DOCUMENT SECTION:
## Begin

How Do I automatically keep track of my daily writing progress?

I would like to have an automatic count of the number and percentage of words written each day.

In the screenshot below, The effect at the bottom is what I want.

But I’m confused about how to do that.

Automatic word count and percentage statistics.tbx (106.4 KB)

Here, is one solution (example file at end of post):

Constituent parts of solution:

  • The completion data is put in the title using a Display Expression
    • As the Display Expression involves some calculation and because you might run a number of these, it is more efficient to calculate the numbers and make up the overall string and store it, then make the dd just report that stored value.
    • Here we do the calculations in a rule but if running a lot of those , you could move the rule code to an edict instead (edicts can be force refreshed on remand and otherwise run on creation, on doc open and then once an hour)
  • Each note stores its word count in $WordCount (auto-calculated)
  • A container can fetch the total word count of its child notes via sum(), e.g. sum(children,$WordCount). Not used here but sum all descendants of the container use sum(descendants,$WordCount)

I used your sample TBX for the text, first using a ‘lipsum’ generation to make the desired number of words for each child note so the $WordCount is correct. to prove this look at the Display Expression for each child note, which is $Name+" "+$WordCount.

I then made 2 user attributes via the Inspector:

  • A Number-type TargetNumber. This holds the target word count you desire. this will be set in the container note where we do the calculation, but could be stored in, and referenced from, any note if you prefer.
  • A String-type ReportString. This holds the pre-calculated title that is used as the Display Expression
    • Thus our example container’s true $Name is “5000 Words” but due to the Display Expression we see “5000 Words (5000/3922) 78.44”

## End

CHALLENGE 1: In the forum thread on tracking daily writing progress, which attribute stores each note's word count?
CHALLENGE 2: List the occasions on which edicts run without being force refreshed, according to the forum thread on tracking daily writing progress.
CHALLENGE 3: Rewrite the forum thread's passage between "Here, is one" and "container use sum(descendants,$WordCount)", inclusive, replacing "container" with "parent note".

RAW RECORDS:
## Begin

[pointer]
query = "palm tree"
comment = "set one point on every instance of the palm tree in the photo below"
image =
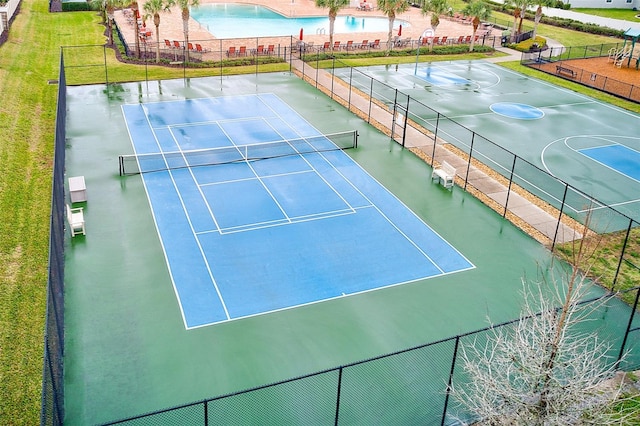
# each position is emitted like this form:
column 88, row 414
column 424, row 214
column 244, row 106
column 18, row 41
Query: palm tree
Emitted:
column 107, row 7
column 480, row 12
column 519, row 9
column 153, row 8
column 184, row 5
column 436, row 8
column 334, row 7
column 391, row 8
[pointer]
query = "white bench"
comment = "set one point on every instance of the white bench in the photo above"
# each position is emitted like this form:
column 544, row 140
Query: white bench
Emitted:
column 77, row 189
column 445, row 174
column 75, row 217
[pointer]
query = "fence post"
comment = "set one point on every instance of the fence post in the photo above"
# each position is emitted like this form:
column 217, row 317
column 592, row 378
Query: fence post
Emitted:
column 106, row 71
column 333, row 73
column 466, row 178
column 564, row 198
column 626, row 334
column 435, row 140
column 350, row 88
column 624, row 248
column 506, row 201
column 370, row 101
column 448, row 392
column 406, row 117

## End

TASK ANSWER 1: $WordCount, which is calculated automatically.

TASK ANSWER 2: On creation, on doc open, and then once an hour.

TASK ANSWER 3:
Here, is one solution (example file at end of post):

Constituent parts of solution:

  • The completion data is put in the title using a Display Expression
    • As the Display Expression involves some calculation and because you might run a number of these, it is more efficient to calculate the numbers and make up the overall string and store it, then make the dd just report that stored value.
    • Here we do the calculations in a rule but if running a lot of those , you could move the rule code to an edict instead (edicts can be force refreshed on remand and otherwise run on creation, on doc open and then once an hour)
  • Each note stores its word count in $WordCount (auto-calculated)
  • A parent note can fetch the total word count of its child notes via sum(), e.g. sum(children,$WordCount). Not used here but sum all descendants of the parent note use sum(descendants,$WordCount)